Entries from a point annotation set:
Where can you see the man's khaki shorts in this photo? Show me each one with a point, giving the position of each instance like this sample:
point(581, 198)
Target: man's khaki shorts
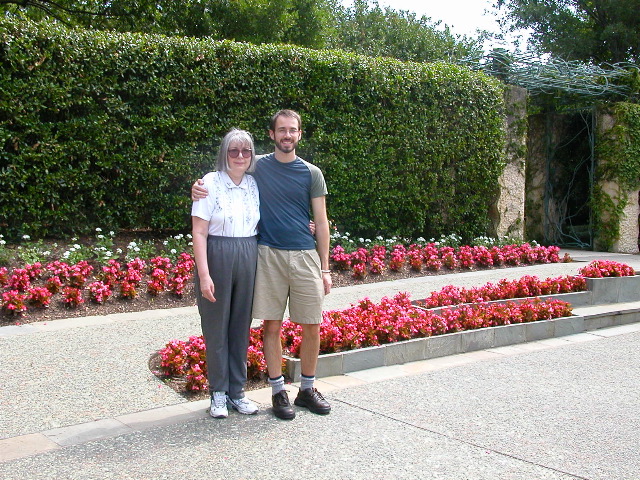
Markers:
point(288, 274)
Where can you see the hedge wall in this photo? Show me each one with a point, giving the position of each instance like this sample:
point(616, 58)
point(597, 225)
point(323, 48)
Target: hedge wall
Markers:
point(110, 130)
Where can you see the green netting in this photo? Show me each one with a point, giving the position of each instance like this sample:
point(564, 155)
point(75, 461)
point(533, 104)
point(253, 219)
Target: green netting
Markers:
point(552, 75)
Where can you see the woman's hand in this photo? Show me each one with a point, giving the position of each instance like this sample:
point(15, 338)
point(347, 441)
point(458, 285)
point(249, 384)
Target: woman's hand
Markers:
point(207, 288)
point(198, 191)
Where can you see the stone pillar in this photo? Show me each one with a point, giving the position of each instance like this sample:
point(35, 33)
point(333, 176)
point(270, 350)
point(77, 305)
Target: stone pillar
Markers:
point(507, 214)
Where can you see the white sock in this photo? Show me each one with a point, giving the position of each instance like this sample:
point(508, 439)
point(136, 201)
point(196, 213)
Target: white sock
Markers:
point(277, 384)
point(306, 382)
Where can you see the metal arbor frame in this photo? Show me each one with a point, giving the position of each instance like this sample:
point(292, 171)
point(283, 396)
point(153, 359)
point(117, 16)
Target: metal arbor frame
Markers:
point(576, 87)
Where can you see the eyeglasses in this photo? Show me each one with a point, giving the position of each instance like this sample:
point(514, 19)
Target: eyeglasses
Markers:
point(284, 131)
point(235, 152)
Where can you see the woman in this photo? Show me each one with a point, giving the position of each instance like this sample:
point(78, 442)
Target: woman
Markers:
point(225, 247)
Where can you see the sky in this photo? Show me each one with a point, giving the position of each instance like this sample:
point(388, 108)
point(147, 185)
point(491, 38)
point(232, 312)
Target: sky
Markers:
point(463, 17)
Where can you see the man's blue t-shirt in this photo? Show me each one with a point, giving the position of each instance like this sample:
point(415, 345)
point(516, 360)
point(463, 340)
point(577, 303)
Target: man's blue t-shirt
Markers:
point(286, 190)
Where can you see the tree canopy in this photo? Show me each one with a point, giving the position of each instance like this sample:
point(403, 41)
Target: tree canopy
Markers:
point(364, 28)
point(594, 31)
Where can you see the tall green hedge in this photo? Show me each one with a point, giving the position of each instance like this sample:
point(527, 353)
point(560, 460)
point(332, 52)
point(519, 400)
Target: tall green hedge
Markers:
point(110, 130)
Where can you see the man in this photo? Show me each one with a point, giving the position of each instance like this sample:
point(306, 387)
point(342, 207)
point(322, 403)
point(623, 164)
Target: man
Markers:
point(292, 265)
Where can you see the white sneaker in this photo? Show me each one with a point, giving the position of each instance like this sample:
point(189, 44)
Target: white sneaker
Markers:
point(219, 405)
point(242, 405)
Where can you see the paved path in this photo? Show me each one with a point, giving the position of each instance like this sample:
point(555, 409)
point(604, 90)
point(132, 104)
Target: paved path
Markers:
point(78, 402)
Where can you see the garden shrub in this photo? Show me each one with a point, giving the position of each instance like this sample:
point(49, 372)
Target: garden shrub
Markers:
point(99, 129)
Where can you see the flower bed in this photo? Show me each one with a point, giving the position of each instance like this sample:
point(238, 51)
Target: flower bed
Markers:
point(395, 319)
point(36, 285)
point(434, 257)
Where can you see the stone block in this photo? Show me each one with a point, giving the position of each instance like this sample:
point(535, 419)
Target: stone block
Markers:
point(443, 345)
point(406, 351)
point(629, 290)
point(540, 330)
point(595, 322)
point(504, 335)
point(362, 359)
point(568, 326)
point(480, 339)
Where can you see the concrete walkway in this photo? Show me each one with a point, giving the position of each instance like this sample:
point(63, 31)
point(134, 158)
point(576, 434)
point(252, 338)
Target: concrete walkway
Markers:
point(78, 402)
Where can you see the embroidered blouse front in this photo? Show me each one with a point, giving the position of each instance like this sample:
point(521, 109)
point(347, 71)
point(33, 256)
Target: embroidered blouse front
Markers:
point(232, 210)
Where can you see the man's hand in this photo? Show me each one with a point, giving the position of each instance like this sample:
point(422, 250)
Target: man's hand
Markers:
point(198, 191)
point(327, 282)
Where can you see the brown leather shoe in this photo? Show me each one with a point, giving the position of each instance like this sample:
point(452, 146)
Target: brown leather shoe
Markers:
point(281, 406)
point(313, 400)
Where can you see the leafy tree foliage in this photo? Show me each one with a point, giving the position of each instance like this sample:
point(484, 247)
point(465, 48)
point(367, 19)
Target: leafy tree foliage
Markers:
point(369, 30)
point(598, 31)
point(300, 22)
point(364, 28)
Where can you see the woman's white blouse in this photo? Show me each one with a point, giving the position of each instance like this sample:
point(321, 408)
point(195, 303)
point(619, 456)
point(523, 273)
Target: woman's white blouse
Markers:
point(231, 210)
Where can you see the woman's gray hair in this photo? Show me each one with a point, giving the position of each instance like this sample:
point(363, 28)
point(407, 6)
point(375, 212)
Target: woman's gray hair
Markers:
point(235, 135)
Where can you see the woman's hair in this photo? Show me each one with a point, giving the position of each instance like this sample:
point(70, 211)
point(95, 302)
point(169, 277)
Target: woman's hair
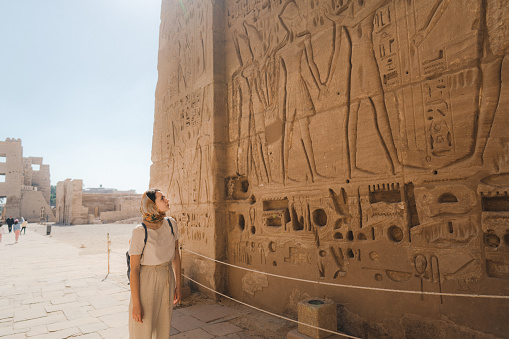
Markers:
point(151, 194)
point(148, 207)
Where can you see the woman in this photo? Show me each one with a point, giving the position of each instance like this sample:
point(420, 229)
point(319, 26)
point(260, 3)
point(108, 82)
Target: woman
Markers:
point(24, 224)
point(16, 228)
point(154, 286)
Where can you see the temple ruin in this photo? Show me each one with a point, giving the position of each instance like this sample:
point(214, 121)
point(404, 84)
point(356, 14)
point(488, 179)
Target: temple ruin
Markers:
point(360, 143)
point(77, 206)
point(24, 183)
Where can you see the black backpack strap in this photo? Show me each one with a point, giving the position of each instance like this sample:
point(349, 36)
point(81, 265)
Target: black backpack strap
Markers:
point(169, 222)
point(145, 241)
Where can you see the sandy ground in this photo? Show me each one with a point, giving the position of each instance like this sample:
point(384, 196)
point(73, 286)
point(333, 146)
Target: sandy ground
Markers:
point(92, 240)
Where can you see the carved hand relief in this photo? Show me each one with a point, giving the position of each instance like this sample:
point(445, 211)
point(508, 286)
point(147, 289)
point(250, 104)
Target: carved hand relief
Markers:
point(352, 141)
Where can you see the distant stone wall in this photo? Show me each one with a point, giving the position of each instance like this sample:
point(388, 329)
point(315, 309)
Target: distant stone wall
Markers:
point(352, 142)
point(69, 208)
point(27, 190)
point(74, 206)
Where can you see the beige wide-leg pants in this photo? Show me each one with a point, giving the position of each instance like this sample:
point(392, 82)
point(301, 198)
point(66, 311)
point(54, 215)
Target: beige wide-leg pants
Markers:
point(157, 287)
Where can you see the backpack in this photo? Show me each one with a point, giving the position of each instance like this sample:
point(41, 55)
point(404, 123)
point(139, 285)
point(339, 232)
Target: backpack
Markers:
point(128, 256)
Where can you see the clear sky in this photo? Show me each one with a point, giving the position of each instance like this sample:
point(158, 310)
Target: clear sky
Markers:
point(77, 83)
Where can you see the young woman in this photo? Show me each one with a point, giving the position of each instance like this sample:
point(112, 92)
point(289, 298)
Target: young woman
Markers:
point(16, 227)
point(24, 224)
point(154, 286)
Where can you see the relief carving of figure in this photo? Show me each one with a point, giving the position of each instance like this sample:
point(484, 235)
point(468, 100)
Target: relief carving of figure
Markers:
point(356, 18)
point(298, 104)
point(493, 54)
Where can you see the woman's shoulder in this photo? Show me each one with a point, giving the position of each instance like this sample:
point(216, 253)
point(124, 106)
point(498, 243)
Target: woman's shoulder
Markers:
point(138, 229)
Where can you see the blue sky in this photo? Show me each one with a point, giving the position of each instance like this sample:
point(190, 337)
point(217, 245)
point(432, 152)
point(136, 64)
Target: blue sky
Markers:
point(77, 83)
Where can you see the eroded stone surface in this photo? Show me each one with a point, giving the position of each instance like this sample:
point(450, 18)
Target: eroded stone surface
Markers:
point(352, 142)
point(25, 183)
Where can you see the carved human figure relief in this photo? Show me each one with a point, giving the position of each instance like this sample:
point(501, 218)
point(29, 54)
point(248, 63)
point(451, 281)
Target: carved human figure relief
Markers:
point(356, 17)
point(298, 104)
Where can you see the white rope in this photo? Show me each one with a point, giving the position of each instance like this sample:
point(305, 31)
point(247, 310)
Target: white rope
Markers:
point(357, 287)
point(273, 314)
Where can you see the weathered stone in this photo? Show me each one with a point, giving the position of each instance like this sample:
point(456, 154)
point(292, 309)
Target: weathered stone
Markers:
point(319, 313)
point(74, 205)
point(351, 142)
point(25, 183)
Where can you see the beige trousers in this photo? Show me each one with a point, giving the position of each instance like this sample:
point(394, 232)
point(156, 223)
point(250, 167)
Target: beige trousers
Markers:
point(157, 287)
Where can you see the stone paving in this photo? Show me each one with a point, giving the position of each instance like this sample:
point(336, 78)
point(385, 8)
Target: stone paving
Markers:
point(49, 290)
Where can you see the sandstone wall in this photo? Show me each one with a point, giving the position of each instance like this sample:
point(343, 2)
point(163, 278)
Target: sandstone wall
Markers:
point(75, 206)
point(27, 190)
point(69, 208)
point(356, 142)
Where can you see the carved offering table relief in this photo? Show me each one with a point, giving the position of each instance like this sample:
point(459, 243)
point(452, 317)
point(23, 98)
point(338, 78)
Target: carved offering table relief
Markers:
point(359, 143)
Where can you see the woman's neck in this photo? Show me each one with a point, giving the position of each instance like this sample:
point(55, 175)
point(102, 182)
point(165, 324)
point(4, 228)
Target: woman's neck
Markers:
point(153, 225)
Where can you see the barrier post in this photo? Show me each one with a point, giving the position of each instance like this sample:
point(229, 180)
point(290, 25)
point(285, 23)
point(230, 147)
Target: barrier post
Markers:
point(109, 251)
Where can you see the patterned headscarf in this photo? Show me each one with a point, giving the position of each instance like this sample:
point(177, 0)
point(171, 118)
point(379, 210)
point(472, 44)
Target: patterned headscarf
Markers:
point(148, 208)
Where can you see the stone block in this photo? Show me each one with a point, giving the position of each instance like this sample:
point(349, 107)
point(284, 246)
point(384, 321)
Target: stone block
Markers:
point(317, 312)
point(295, 334)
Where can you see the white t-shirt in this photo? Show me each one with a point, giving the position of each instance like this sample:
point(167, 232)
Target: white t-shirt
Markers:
point(160, 247)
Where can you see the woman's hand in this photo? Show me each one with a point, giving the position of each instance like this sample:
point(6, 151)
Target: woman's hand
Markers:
point(138, 313)
point(177, 296)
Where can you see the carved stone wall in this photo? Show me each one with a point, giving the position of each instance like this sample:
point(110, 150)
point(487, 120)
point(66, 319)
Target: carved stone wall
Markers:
point(27, 190)
point(75, 206)
point(351, 142)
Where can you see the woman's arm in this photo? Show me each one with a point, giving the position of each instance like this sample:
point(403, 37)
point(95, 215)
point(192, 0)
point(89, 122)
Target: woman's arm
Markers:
point(176, 269)
point(137, 313)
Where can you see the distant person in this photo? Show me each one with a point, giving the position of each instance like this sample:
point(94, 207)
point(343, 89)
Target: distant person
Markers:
point(24, 224)
point(155, 269)
point(9, 222)
point(16, 228)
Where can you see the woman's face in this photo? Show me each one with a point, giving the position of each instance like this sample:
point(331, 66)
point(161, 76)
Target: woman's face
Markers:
point(162, 203)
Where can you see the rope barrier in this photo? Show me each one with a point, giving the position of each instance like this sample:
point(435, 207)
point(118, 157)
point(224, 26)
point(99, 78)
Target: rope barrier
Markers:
point(270, 313)
point(357, 287)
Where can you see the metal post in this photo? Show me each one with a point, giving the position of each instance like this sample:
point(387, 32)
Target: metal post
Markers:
point(109, 250)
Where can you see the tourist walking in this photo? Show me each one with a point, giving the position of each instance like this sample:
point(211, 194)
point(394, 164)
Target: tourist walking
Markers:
point(9, 222)
point(24, 224)
point(16, 228)
point(154, 259)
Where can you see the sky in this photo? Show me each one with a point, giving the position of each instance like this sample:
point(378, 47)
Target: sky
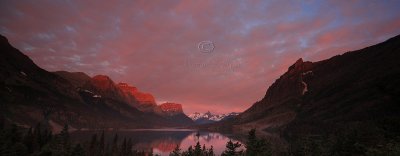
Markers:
point(158, 45)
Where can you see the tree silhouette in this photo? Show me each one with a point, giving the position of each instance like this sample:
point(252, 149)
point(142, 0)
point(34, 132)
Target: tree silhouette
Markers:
point(176, 151)
point(231, 149)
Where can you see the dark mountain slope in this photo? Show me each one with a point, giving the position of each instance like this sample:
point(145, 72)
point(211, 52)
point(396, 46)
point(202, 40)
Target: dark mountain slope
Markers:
point(30, 95)
point(359, 87)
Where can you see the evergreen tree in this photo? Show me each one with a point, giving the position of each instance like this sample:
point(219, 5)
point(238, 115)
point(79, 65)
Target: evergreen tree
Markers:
point(231, 149)
point(65, 139)
point(114, 146)
point(102, 145)
point(129, 145)
point(210, 151)
point(176, 151)
point(124, 151)
point(93, 146)
point(78, 150)
point(197, 149)
point(189, 152)
point(257, 147)
point(28, 140)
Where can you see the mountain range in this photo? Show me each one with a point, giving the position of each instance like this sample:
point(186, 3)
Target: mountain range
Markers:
point(31, 95)
point(208, 117)
point(347, 100)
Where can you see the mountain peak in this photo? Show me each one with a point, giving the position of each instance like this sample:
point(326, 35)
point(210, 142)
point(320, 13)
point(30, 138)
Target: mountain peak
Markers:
point(169, 109)
point(3, 39)
point(300, 65)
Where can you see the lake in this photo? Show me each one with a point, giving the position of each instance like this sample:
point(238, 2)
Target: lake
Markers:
point(161, 141)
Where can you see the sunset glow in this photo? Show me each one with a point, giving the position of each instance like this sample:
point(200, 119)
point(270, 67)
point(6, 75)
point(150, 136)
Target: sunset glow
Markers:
point(154, 45)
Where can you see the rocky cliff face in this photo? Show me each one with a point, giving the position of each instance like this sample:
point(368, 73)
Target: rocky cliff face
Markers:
point(313, 97)
point(169, 109)
point(174, 112)
point(30, 95)
point(142, 101)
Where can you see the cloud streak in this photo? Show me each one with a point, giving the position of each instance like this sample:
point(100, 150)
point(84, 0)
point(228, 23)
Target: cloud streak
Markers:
point(153, 44)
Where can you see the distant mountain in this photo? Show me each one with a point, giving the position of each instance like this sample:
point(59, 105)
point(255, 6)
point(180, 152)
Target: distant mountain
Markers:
point(30, 95)
point(173, 112)
point(354, 93)
point(143, 101)
point(208, 117)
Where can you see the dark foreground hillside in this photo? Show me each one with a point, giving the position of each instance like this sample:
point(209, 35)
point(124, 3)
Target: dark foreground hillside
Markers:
point(347, 104)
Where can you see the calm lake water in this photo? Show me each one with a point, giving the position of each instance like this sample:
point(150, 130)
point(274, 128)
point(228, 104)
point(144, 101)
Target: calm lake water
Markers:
point(161, 141)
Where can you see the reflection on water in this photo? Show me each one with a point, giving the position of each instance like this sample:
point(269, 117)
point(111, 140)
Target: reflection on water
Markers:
point(161, 141)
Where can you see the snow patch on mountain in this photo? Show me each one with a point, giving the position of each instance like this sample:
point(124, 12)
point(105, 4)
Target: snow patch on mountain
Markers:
point(210, 117)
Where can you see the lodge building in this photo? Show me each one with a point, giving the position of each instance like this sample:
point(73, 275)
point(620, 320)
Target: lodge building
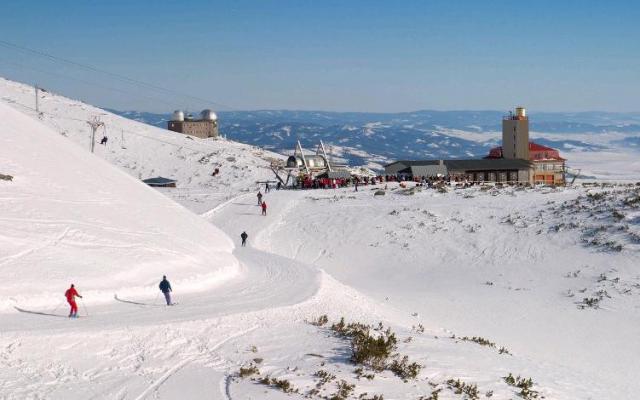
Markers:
point(517, 161)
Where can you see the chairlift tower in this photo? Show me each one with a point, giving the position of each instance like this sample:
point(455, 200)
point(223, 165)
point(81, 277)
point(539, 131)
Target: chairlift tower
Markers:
point(94, 123)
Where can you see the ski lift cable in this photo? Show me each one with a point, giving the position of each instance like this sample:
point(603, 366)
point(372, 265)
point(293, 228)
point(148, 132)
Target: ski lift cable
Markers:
point(197, 150)
point(120, 77)
point(88, 83)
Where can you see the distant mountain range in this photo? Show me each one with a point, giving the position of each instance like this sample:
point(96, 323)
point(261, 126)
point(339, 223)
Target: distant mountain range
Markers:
point(376, 138)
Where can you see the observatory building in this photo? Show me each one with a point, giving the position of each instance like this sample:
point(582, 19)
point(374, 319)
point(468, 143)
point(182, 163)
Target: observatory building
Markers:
point(205, 127)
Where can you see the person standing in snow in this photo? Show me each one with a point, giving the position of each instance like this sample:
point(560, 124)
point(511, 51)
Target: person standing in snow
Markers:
point(71, 295)
point(244, 237)
point(165, 288)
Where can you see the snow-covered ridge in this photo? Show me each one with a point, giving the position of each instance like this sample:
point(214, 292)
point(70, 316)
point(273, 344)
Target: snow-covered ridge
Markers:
point(146, 151)
point(69, 217)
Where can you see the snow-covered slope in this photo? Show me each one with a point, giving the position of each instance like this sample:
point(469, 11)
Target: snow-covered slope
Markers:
point(477, 284)
point(68, 216)
point(145, 151)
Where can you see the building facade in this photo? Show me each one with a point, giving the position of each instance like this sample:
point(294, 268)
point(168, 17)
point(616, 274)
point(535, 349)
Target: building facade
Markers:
point(548, 166)
point(517, 161)
point(205, 127)
point(515, 135)
point(483, 170)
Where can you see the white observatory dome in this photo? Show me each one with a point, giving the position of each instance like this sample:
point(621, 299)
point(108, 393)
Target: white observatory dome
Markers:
point(209, 115)
point(178, 115)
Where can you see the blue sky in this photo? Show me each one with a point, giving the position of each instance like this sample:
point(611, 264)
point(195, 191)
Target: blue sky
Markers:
point(332, 55)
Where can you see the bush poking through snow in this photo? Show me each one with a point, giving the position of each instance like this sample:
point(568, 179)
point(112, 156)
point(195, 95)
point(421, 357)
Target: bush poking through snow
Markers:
point(461, 387)
point(480, 340)
point(589, 302)
point(281, 384)
point(249, 370)
point(404, 369)
point(364, 396)
point(344, 390)
point(325, 377)
point(374, 348)
point(320, 321)
point(370, 350)
point(433, 396)
point(361, 374)
point(525, 386)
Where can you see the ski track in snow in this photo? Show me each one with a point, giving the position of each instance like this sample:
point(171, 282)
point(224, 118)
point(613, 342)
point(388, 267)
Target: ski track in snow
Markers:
point(155, 385)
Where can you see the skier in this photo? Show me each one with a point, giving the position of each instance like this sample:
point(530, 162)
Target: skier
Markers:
point(165, 288)
point(244, 237)
point(71, 294)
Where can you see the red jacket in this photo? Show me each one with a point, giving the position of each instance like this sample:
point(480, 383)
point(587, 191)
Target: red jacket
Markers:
point(71, 293)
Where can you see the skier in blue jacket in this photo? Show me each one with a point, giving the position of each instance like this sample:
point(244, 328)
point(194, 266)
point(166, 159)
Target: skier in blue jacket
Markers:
point(165, 288)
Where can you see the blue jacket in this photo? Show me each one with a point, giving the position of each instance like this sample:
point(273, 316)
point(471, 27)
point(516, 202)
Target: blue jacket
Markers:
point(165, 286)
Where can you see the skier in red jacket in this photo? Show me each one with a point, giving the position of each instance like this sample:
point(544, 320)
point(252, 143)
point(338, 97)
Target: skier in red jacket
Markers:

§ **Problem requirements**
Turn the entries above, in the stretch from the line containing "Where can you see the eyeglasses" through the line containing "point(286, 190)", into a numbered list. Include only those lines and omit any blank ones.

§ **Response to the task**
1. Where can you see the eyeglasses in this photo? Show me each one with a point, giving the position of each instance like this sample:
2. point(514, 19)
3. Target: eyeglasses
4. Markers:
5. point(284, 131)
6. point(235, 152)
7. Where can you see the woman in this photo? Show me each one with a point, giving the position of each instance like this sample:
8. point(78, 442)
9. Target: woman
10. Markers:
11. point(225, 247)
12. Where can you see the sky in this photo? Show me each one with a point, giving the position of each instance like this sample:
13. point(388, 108)
14. point(147, 185)
15. point(491, 38)
16. point(232, 312)
17. Target: sky
18. Markers:
19. point(463, 17)
20. Where can you see the man's blue t-shirt in this photo? Show me each one with a point, giving the position of each instance like this sample:
21. point(415, 345)
22. point(516, 360)
23. point(463, 340)
24. point(577, 303)
25. Target: man's blue t-shirt
26. Markers:
27. point(286, 190)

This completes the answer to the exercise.